[CONSIGNES ET EXERCICES]
a: Recopiez mot pour mot le passage du texte sur la réanimation pendant l'épidémie de Covid-19 qui commence à « Open Access » et se termine à « les bonnes pratiques. ».
b: Prolongez le texte sur la réanimation pendant l'épidémie de Covid-19 à la suite de sa dernière phrase.

Open Access
Numéro
Med Sci (Paris)
Volume 41, Numéro 6-7, Juin-Juillet 2025
Page(s) 605 - 606
Section Forum
DOI https://doi.org/10.1051/medsci/2025080
Publié en ligne 7 juillet 2025

Vignette (© Érès).

Depuis la fin des années 1990, la médecine se fonde sur les preuves de la littérature scientifique récente (evidence-based medicine) [1], et la conduite thérapeutique est fixée dans des protocoles dûment validés par les autorités scientifiques. Et les preuves sont en particulier tirées des essais cliniques standardisés en double aveugle, qui régissent désormais les bonnes pratiques.

Au cours de la deuxième vague de l’épidémie de Covid-19, en 2020, Clément Tarantini et Léo Coutellec [2] ont enquêté dans les services de réanimation et de maladies infectieuses, dans plusieurs services à Paris et à Marseille. Ils ont recueilli rétrospectivement les témoignages de la perplexité des soignants face à une maladie nouvelle, sans l’appui de directives scientifiquement fondées, au moment même où les patients et leurs familles attendaient tout de l’art médical. Qu’on se rappelle la découverte angoissante par le grand public de l’univers de la réanimation, jusque-là réservé aux initiés, passant en boucle sur tous les écrans de télévision ! Tarantini et Coutellec ont observé quelle avait pu être la diversité des attitudes adoptées par les professionnels, face au désarroi thérapeutique.

Pendant le premier semestre de l’année 2020, par exemple, la première décision à discuter avait concerné le placement du malade en détresse respiratoire sous machine, après administration de curare (inhibiteur des muscles respiratoires) et intubation. Or dans un second temps, un écart a été observé entre des paramètres inquiétants (taux bas d’oxygène sanguin) indiquant la mise sous appareil, et la tolérance apparente de certains patients, à peine dyspnéiques. D’où le dilemme : suivre le protocole ou lui tourner le dos, se fier à la clinique ou à la biologie…

L’histoire de la médecine abonde en certitudes contradictoires que la clinique peut être salvatrice en donnant l‘alarme avant les tests biologiques ou, au contraire, rester longtemps muette avant que l’intervention ne s’improvise dans l’urgence. D’autre part, en réanimation, la mise sous respirateur sauve la vie, mais le sevrage de la machine s’avère parfois difficile et des séquelles peuvent grever le pronostic. « On intube à tour de bras, avec une cadence d’enfer inconnue jusque-là, on oxygène des malades curarisés : ce poison permet à la machine d’imposer son rythme au malade « cramé », dans l’argot des réanimateurs. », se souvient un témoin de cette période difficile.

[DONNÉES ENREGISTRÉES]
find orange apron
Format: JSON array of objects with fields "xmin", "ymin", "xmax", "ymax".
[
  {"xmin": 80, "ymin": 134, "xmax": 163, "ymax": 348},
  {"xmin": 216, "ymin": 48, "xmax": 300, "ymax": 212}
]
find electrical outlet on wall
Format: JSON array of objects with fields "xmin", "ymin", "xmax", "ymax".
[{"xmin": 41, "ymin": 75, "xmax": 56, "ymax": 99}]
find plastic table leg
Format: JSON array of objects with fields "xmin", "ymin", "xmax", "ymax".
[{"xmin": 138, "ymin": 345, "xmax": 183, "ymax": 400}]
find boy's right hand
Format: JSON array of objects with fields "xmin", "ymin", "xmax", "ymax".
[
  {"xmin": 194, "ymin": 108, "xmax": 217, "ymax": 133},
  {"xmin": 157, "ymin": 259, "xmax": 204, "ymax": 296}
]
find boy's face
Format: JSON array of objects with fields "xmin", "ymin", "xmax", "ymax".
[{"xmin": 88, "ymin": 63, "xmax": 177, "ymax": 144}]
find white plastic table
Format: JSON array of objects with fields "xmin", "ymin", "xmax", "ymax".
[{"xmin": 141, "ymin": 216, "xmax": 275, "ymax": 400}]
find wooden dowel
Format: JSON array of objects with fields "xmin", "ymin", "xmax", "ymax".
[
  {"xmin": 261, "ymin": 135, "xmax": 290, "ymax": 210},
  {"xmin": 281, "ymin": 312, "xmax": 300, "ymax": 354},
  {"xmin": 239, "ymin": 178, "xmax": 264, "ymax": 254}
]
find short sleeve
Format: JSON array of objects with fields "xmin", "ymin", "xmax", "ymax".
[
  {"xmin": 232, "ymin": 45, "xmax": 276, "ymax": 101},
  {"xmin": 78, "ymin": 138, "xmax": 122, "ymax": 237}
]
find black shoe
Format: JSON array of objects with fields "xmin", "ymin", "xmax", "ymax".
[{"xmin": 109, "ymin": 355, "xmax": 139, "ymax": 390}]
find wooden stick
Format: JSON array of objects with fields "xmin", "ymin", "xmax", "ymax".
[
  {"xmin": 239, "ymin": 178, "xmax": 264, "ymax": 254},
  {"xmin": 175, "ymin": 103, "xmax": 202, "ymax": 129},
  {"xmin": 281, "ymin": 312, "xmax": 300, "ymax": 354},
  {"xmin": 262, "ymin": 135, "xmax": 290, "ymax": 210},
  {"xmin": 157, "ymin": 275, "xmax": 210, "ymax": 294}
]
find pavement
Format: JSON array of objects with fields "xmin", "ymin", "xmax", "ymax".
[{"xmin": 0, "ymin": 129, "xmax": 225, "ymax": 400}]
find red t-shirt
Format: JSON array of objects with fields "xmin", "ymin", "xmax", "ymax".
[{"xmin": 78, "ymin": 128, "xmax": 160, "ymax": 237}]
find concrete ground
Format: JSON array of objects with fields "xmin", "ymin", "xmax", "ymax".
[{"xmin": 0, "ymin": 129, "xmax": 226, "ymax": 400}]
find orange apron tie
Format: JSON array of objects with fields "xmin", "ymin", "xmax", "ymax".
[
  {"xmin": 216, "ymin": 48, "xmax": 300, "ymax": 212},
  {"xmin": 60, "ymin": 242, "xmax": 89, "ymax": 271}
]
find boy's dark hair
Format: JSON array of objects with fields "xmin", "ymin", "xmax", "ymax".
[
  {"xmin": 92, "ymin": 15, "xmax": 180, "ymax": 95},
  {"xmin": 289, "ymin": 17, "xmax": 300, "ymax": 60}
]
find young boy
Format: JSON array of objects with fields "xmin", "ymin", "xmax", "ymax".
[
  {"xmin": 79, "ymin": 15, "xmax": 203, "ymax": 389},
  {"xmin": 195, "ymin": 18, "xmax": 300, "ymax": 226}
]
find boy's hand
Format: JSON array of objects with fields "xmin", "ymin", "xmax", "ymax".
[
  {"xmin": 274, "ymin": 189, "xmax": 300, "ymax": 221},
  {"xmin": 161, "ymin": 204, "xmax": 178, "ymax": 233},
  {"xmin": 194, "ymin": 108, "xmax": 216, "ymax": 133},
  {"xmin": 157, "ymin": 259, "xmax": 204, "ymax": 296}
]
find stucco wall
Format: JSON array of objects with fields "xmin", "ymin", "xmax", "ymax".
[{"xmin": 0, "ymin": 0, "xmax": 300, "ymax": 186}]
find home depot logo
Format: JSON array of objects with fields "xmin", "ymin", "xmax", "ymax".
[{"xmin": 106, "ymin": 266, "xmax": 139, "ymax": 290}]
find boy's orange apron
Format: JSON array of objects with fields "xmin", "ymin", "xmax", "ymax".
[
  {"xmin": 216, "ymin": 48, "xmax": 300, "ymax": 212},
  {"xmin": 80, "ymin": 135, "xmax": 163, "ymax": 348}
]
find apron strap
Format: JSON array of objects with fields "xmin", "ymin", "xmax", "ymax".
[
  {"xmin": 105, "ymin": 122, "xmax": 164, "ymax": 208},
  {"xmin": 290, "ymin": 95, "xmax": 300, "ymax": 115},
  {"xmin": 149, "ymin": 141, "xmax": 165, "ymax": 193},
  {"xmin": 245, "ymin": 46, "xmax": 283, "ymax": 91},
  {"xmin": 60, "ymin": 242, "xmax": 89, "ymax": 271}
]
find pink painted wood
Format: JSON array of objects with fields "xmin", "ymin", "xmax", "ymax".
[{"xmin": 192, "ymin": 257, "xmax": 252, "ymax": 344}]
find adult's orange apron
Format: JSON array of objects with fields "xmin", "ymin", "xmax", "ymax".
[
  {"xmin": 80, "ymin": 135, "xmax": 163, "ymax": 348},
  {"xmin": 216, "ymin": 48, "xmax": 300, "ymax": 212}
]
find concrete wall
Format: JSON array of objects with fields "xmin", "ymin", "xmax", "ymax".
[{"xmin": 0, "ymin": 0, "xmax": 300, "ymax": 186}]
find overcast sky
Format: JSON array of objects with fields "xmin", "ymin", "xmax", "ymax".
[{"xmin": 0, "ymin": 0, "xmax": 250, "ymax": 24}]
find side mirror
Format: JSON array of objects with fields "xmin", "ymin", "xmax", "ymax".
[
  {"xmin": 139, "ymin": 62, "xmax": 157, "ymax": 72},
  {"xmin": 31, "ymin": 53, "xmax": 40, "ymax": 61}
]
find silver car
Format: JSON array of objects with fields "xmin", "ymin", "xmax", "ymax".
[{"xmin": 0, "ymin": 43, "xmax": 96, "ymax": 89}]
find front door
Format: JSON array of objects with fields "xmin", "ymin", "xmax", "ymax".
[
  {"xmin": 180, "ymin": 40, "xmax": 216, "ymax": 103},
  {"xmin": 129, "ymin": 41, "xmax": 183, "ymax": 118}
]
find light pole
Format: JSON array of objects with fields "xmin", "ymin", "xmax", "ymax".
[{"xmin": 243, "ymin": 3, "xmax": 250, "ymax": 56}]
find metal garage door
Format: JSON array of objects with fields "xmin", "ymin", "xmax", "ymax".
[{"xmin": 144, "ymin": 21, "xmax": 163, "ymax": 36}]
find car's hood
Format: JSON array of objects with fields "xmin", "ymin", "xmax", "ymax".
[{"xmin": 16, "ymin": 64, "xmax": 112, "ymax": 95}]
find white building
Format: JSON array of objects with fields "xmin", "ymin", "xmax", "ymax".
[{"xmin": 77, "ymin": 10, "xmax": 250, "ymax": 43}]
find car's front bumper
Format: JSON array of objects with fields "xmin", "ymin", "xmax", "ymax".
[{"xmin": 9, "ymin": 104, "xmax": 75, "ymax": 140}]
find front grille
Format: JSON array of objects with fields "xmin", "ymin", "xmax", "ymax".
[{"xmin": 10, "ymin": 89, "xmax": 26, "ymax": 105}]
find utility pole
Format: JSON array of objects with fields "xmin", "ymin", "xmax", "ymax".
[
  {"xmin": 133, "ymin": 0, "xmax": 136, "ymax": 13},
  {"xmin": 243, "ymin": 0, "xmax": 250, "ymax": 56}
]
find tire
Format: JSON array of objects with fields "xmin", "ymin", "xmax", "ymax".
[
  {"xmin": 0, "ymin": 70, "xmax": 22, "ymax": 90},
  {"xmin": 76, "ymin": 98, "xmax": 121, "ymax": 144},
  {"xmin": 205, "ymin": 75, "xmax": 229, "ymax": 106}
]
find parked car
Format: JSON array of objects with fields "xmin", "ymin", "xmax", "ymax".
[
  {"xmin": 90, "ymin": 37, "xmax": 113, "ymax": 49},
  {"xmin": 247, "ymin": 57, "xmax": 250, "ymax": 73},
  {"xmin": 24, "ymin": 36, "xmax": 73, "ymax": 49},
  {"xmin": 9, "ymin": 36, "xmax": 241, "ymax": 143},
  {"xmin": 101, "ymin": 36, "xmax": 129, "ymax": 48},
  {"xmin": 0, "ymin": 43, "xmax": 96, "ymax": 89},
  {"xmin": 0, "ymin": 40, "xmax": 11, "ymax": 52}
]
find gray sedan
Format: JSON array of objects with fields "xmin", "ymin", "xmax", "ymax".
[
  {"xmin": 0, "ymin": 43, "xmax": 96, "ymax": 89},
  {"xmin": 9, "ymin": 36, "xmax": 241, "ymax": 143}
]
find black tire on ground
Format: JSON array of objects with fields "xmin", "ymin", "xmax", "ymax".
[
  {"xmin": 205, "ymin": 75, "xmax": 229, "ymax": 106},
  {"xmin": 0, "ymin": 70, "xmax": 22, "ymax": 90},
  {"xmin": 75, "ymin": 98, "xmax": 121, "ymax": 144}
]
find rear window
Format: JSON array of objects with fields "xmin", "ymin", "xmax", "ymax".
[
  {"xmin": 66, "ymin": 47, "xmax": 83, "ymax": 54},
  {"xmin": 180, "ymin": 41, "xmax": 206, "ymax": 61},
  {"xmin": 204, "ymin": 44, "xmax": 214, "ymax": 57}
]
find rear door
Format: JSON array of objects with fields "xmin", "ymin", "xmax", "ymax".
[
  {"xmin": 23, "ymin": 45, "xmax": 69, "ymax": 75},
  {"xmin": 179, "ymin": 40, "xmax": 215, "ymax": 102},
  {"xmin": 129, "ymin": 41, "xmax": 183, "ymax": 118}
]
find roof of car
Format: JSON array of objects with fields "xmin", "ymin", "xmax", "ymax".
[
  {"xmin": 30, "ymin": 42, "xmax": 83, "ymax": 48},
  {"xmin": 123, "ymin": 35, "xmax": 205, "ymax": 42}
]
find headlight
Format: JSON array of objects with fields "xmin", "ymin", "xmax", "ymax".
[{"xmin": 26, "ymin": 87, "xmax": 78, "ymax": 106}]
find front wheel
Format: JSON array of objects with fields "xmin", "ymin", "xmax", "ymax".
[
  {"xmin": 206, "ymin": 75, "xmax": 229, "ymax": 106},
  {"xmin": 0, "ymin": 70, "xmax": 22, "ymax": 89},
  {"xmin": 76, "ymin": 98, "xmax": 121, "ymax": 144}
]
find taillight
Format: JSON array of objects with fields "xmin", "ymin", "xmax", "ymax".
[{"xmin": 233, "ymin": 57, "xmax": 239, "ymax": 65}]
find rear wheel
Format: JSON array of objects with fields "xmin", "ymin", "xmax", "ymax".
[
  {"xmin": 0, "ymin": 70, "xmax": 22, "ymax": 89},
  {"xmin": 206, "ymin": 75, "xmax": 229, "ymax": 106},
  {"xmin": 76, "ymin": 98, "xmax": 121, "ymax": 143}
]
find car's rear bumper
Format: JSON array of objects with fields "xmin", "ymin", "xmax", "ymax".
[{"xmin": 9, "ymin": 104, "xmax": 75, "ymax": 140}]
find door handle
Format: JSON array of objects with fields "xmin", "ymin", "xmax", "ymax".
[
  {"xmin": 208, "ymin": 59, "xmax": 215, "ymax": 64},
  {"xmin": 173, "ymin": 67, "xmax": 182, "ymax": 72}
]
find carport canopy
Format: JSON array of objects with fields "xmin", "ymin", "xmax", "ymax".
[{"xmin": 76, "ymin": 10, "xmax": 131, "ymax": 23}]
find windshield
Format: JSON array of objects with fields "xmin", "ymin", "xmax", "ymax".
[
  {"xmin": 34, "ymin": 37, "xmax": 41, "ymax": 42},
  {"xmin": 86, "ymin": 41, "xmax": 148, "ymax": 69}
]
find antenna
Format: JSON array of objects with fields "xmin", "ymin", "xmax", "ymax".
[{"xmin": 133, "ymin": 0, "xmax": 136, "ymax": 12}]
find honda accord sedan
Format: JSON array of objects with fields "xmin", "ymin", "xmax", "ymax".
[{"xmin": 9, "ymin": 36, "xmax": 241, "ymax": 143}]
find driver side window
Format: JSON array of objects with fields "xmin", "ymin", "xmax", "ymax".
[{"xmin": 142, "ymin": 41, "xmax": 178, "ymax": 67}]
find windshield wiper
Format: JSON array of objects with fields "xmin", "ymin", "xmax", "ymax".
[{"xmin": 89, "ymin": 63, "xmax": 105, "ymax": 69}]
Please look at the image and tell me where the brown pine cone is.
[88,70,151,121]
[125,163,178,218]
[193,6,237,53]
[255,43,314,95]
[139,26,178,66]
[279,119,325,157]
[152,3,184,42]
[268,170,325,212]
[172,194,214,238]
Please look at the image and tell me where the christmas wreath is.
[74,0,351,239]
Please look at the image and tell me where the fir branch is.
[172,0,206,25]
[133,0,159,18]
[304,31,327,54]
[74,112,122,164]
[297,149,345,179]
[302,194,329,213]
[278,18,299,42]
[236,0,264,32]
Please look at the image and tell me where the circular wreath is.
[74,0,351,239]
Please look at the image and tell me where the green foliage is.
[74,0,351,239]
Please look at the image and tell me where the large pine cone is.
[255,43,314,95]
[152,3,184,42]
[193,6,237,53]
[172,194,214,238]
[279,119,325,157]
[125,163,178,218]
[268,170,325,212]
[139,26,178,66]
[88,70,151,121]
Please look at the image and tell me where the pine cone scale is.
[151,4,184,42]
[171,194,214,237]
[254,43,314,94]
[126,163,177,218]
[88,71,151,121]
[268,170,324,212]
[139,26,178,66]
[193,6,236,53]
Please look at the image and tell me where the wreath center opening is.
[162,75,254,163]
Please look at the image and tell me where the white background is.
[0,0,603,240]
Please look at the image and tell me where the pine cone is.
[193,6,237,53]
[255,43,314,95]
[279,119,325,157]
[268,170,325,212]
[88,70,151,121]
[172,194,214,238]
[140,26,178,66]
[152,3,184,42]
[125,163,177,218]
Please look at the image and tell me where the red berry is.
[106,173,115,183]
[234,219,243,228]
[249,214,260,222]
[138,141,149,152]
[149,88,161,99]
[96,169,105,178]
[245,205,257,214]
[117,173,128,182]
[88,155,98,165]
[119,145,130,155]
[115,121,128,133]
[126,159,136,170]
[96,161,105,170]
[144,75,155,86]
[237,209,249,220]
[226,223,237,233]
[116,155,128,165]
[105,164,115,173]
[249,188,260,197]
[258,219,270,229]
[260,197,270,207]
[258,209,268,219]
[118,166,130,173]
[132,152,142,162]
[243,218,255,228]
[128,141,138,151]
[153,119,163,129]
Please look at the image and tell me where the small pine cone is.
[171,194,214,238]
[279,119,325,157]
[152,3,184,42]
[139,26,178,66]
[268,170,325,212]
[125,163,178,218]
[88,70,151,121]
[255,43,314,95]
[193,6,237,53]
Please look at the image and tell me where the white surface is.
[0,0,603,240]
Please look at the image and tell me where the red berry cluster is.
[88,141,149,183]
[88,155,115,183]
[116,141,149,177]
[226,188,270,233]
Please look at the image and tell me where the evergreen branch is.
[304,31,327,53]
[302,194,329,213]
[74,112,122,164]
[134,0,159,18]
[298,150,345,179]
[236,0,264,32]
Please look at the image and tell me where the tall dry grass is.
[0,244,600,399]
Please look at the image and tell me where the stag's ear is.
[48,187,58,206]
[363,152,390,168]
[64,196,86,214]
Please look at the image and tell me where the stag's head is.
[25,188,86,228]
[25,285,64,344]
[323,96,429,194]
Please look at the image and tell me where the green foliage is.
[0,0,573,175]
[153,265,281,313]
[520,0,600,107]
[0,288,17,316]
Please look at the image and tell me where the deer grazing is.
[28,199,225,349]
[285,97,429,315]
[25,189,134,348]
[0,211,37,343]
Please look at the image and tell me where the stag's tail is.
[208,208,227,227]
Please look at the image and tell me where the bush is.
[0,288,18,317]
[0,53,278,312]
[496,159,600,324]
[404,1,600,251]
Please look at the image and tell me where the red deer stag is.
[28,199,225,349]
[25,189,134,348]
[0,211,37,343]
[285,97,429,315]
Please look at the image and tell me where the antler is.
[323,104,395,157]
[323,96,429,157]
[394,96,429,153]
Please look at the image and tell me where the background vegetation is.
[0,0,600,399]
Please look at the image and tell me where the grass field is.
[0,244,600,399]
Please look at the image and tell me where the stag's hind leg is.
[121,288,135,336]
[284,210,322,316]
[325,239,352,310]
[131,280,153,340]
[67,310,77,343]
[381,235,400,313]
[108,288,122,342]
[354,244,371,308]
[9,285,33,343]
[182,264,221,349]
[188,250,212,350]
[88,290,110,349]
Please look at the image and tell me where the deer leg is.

[RÉPONSES AUX CONSIGNES]
a:
Open Access
Numéro
Med Sci (Paris)
Volume 41, Numéro 6-7, Juin-Juillet 2025
Page(s) 605 - 606
Section Forum
DOI https://doi.org/10.1051/medsci/2025080
Publié en ligne 7 juillet 2025

Vignette (© Érès).

Depuis la fin des années 1990, la médecine se fonde sur les preuves de la littérature scientifique récente (evidence-based medicine) [1], et la conduite thérapeutique est fixée dans des protocoles dûment validés par les autorités scientifiques. Et les preuves sont en particulier tirées des essais cliniques standardisés en double aveugle, qui régissent désormais les bonnes pratiques.

b:
Mais d’autres arguments intervenaient encore dans le cerveau surmené des réanimateurs : d’un côté, le nombre restreint d’appareils évoquait le spectre d’un tri à opérer parmi les candidats à la réanimation ; d’autre part, on pensait que les patients inconscients contaminent moins aisément leur entourage au moment des soins. On voit clairement que l’argumentation n’était pas scientifique stricto sensu mais incluait des considérations psychosociales très humaines. Tel est, un peu simplifié, l’éventail des raisons qui ont conduit certains à diverger du protocole thérapeutique existant, comme pour d’autres à s’y tenir, avant qu‘évoluent les recommandations officielles.

Le cas des essais chloroquine, plus médiatisés encore, est traité de la même manière. En l’absence de thérapeutique universellement admise, la proposition de la chloroquine/azithromycine était recevable, à condition d’enregistrer et suivre méthodiquement les cas traités. Les deux auteurs soulignent que, dans le débat sur le choix de la chloroquine, ses partisans faisaient valoir aussi un argument – politique – pour eux, le refus de la chloroquine, médicament bon marché tombé depuis longtemps dans le domaine public, préservait tout simplement l’arrivée à l’avenir d’un médicament nouveau issu de Big Pharma, qui raflerait l’énorme marché. Ce dernier argument aisé à comprendre a enflammé l’opinion internationale, en particulier du côté de l’Afrique où la cause de la chloroquine a pris l’allure d’une revanche des colonisés.

Le cas du traitement par le Kaletra, mélange de deux molécules utilisées dans le traitement du sida, n’a pas suscité une polémique de la même ampleur, si ce n’est que là encore, on retrouve le raisonnement qui, en l’absence de thérapeutique universellement admise, amène à expérimenter hors normes. D’un point de vue éthique, la situation peut donc aisément se décrire comme un conflit entre le devoir de prudence, ou, si l’on préfère, le principe de précaution, et le devoir d’assistance d’un médecin envers son ou ses patients.

Les deux auteurs ne se sont pas lancés dans une rétrospective sur l’histoire de la thérapeutique. Elle reviendrait pourtant à montrer, par exemple, au moment des épidémies de choléra du xixe siècle, comment les hommes ont frénétiquement eu recours à toutes les recettes possibles, y compris la réhydratation qui ne s’imposera qu’à la fin du siècle. Les débuts du sida ont aussi connu une période de panique et même de désespoir, où l’on a expérimenté, parfois dans le désordre, les traitements existants.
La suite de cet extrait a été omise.